##### Text section #####

Or tabling: SWI-Prolog -- Manual

Optimization/efficiency is highly problem-specific - so, what are the details of the problem?

I don’t know what you mean exactly, but relational databases are an interesting and efficient way to store and retrieve information and prolog is particularly suited for this kind of job. In more recent times I’ve seen that they have introduced new data structures like records and dictionaries, but i don’t know them very well. It depends on what you want to do, I think

Thanks, let me phrase my problem better:

I’ve been working on a program that deals with a list of changing facts. Each fact contains an UUID, some additional metadata, and a compound functor that can have different numbers of arguments. Here’s an example:

fact(UUID_1, OtherStuff_1, variant1(Thing1)).
fact(UUID_2, OtherStuff_2, variant2(Thing1, Thing2)).
fact(UUID_3, OtherStuff_3, variant3(Thing1, Thing2, Thing3)).

and my queries are things like:

fact(_, _, variant2(A, B)).

I have many collections of these facts, and I would prefer to encapsulate them
as ord_sets. However, querying these ord_sets using member/2 becomes
inefficient since the first argument is an UUID.

[fact(UUID_1, OtherStuff_1, variant1(Thing1)),
 fact(UUID_2, OtherStuff_2, variant2(Thing1, Thing2)),
 fact(UUID_3, OtherStuff_3, variant3(Thing1, Thing2, Thing3)),

I am looking for a way to get the encapsulation in the last example, with the efficiency of the first, without manually writing my own indexes or relying on manual argument order. Additionally, I am not interested in using a relational DB since my program has a lot of compound terms, and I hope to achieve deep indexing (terminology I took from Argument Indexing in Prolog - YouTube)

I can however phrase the problem as “monotonic” in the spirit of event sourcing (if a fact is no longer true, I can just invalidate it explicitly). Also, as I do a lot of repeated queries, I think some variant of tabling would be useful. I have discovered that I can table dynamic monotonic predicates, and I am considering this approach.

I would greatly appreciate any insight or recommendations!

Ordsets require O(n) for lookup. Rbtrees require O(log n). If you don’t like how rbtrees display, it’s easy to fix that using portray/1.

You didn’t say how many items you’re dealing with. I have some code that has over 50,000 items and lookup is not the most expensive thing (confirmed using profile/2).

Also, you didn’t say what operations you’re doing. Do you need set operations (intersection, etc.) or just lookup?

Here’s what I don’t understand of the rbtree argument here. I hope you can clear my misconception.

rbtrees are O(log n) if I’m using the right key to walk the rbtree. If I have a term like:

fact(UUID_1, OtherStuff_1, variant1(Thing1)).
fact(UUID_2, OtherStuff_2, variant2(Thing1, Thing2)).
fact(UUID_3, OtherStuff_3, variant3(Thing1, Thing2, Thing3)).

and I want:

fact(_, _, variant2(ParticularThing, X)).

#####

Required work>
1. In the forum thread, what lookup costs are given for ordsets and for rbtrees?
2. Print the passage of the forum thread from "I’ve been working" to "is an UUID.".

##### Records shown #####

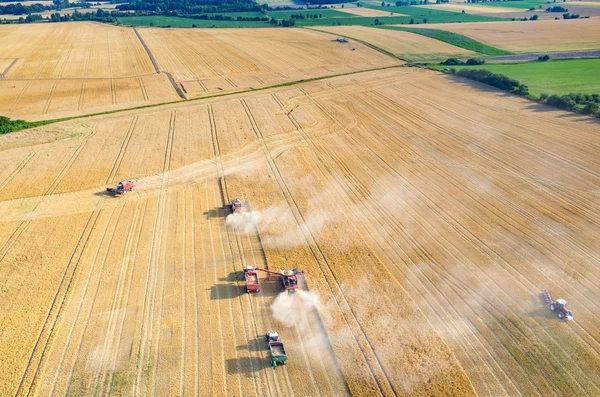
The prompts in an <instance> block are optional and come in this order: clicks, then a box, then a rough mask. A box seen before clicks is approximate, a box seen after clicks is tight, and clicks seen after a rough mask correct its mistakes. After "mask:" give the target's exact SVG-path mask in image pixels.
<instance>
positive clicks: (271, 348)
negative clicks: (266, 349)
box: [265, 331, 287, 368]
mask: <svg viewBox="0 0 600 397" xmlns="http://www.w3.org/2000/svg"><path fill="white" fill-rule="evenodd" d="M265 340H266V341H267V345H268V346H269V351H270V352H271V365H272V366H273V368H277V364H285V363H286V362H287V354H286V353H285V348H284V347H283V342H282V341H281V339H279V333H278V332H276V331H269V332H267V334H266V335H265Z"/></svg>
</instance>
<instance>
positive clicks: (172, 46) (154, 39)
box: [138, 28, 398, 96]
mask: <svg viewBox="0 0 600 397" xmlns="http://www.w3.org/2000/svg"><path fill="white" fill-rule="evenodd" d="M138 31H139V33H140V35H141V36H142V37H143V39H144V41H145V42H146V44H147V45H148V47H149V48H150V50H151V51H152V53H153V54H154V56H155V57H156V60H157V62H158V64H159V67H160V69H161V70H162V71H167V72H170V73H171V74H172V75H173V77H174V78H175V80H176V81H177V82H180V83H182V84H183V85H184V87H185V90H186V94H187V95H188V96H200V95H205V94H210V93H214V92H221V91H237V90H242V89H248V88H257V87H264V86H268V85H274V84H279V83H283V82H287V81H294V80H300V79H306V78H311V77H318V76H325V75H332V74H338V73H346V72H351V71H355V70H361V69H369V68H376V67H384V66H389V65H393V64H397V63H398V62H397V61H394V60H393V59H390V58H389V57H386V56H384V55H382V54H380V53H378V52H376V51H374V50H371V49H370V48H368V47H365V46H362V45H358V44H356V45H354V47H356V51H351V48H350V47H349V46H347V45H341V44H340V43H336V42H335V41H333V40H332V38H331V37H330V36H329V35H326V34H322V33H317V32H311V31H307V30H303V29H286V30H281V29H220V30H219V31H218V32H216V31H213V30H211V29H205V30H202V29H193V30H192V29H153V28H140V29H139V30H138Z"/></svg>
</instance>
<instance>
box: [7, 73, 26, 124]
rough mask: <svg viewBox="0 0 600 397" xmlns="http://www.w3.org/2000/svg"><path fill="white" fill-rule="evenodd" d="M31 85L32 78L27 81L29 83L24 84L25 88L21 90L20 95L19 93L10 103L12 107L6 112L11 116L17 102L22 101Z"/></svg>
mask: <svg viewBox="0 0 600 397" xmlns="http://www.w3.org/2000/svg"><path fill="white" fill-rule="evenodd" d="M30 85H31V80H29V81H27V83H26V84H25V85H24V86H23V89H22V90H21V92H20V93H19V95H17V98H16V99H15V100H14V102H13V103H12V104H11V105H10V108H8V111H7V112H6V115H7V116H10V115H11V114H12V112H13V110H15V107H16V106H17V103H19V102H20V101H21V98H23V94H25V91H27V90H28V89H29V86H30Z"/></svg>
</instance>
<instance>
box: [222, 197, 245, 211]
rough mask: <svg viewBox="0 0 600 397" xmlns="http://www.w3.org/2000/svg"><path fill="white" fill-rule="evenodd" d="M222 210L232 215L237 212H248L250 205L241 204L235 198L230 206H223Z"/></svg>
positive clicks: (239, 202) (232, 200)
mask: <svg viewBox="0 0 600 397" xmlns="http://www.w3.org/2000/svg"><path fill="white" fill-rule="evenodd" d="M223 209H226V210H231V211H232V212H233V213H234V214H236V213H238V212H247V211H249V210H250V204H248V202H242V200H240V199H238V198H235V199H233V200H232V201H231V203H230V204H225V205H224V206H223Z"/></svg>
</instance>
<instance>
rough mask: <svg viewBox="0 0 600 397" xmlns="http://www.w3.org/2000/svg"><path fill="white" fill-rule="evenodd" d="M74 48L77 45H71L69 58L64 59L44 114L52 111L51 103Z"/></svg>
mask: <svg viewBox="0 0 600 397" xmlns="http://www.w3.org/2000/svg"><path fill="white" fill-rule="evenodd" d="M73 47H75V43H73V44H71V47H69V50H68V52H67V56H66V57H65V58H64V61H63V64H62V65H61V67H60V71H59V72H58V80H56V82H55V83H54V85H53V86H52V89H51V90H50V95H48V99H47V100H46V104H45V105H44V110H43V111H42V114H47V113H48V109H50V103H51V102H52V99H53V98H54V93H55V92H56V87H58V83H59V82H60V78H61V77H62V74H63V73H64V71H65V66H66V65H67V61H68V60H69V57H70V56H71V53H72V52H73Z"/></svg>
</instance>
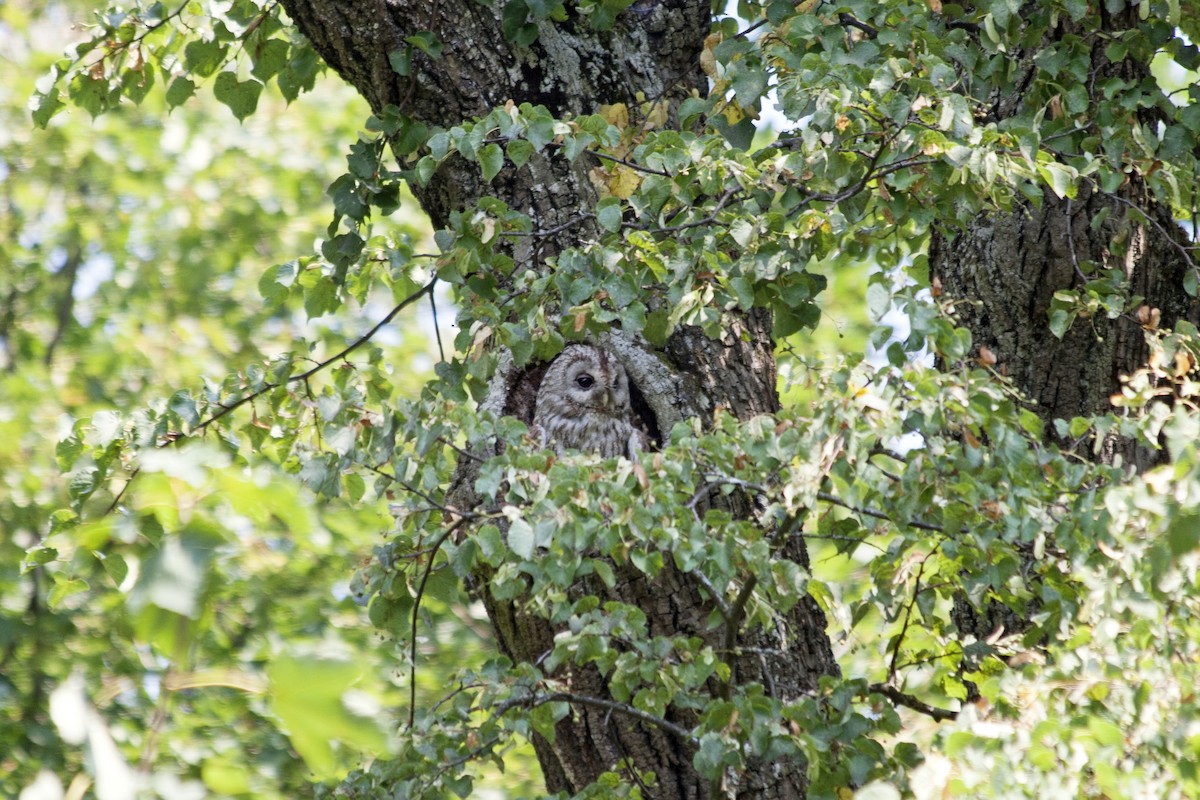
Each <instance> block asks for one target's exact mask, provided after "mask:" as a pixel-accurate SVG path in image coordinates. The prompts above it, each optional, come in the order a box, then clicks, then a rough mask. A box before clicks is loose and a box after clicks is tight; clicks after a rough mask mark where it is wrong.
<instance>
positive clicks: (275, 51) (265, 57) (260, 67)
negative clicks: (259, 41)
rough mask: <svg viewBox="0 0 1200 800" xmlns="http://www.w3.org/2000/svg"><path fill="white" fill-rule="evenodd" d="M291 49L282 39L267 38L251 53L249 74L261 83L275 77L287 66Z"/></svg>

#####

Solutions in order>
1. Ordsets require O(n) for lookup, and rbtrees require O(log n).

2.
I’ve been working on a program that deals with a list of changing facts. Each fact contains an UUID, some additional metadata, and a compound functor that can have different numbers of arguments. Here’s an example:

fact(UUID_1, OtherStuff_1, variant1(Thing1)).
fact(UUID_2, OtherStuff_2, variant2(Thing1, Thing2)).
fact(UUID_3, OtherStuff_3, variant3(Thing1, Thing2, Thing3)).

and my queries are things like:

fact(_, _, variant2(A, B)).

I have many collections of these facts, and I would prefer to encapsulate them
as ord_sets. However, querying these ord_sets using member/2 becomes
inefficient since the first argument is an UUID.